### SUPPLIED MATERIAL
*** Begin section ***
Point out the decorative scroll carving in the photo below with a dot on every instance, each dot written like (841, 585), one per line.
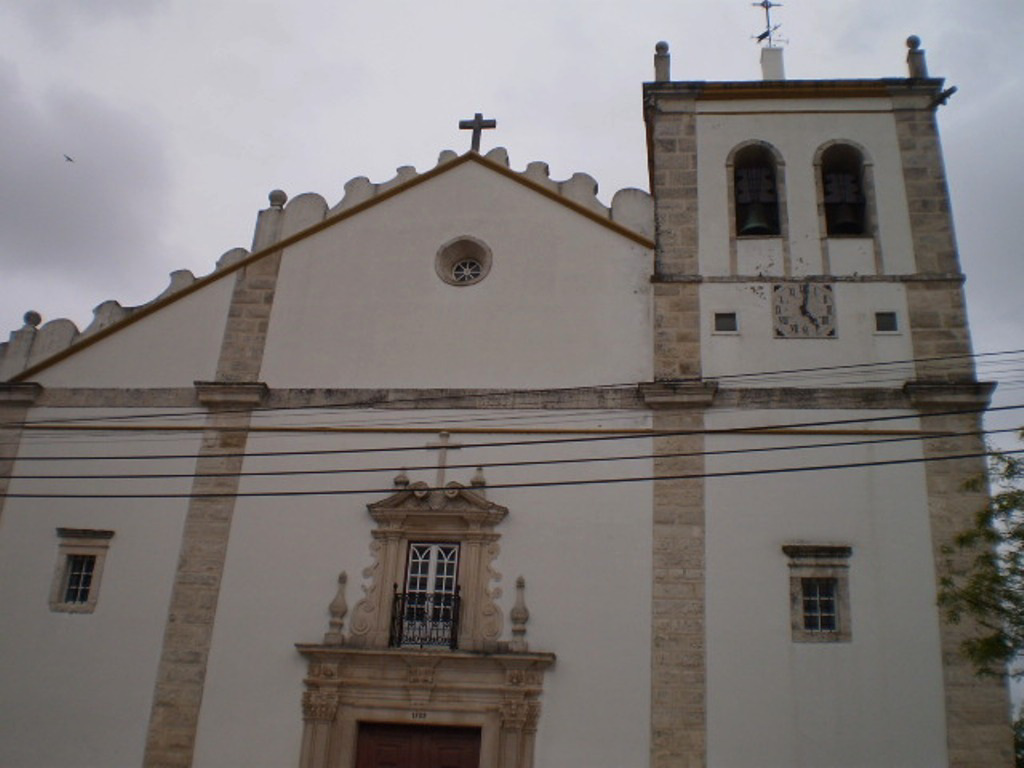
(365, 615)
(519, 615)
(419, 512)
(338, 610)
*** End section ***
### REQUIRED WORK
None of the pictures should be copied, but every record above must be restated in full.

### ANSWER SPACE
Point out the decorative scroll carving in the photo below with a dot on every instance, each dot written like (841, 585), one per line.
(365, 615)
(519, 615)
(419, 512)
(338, 610)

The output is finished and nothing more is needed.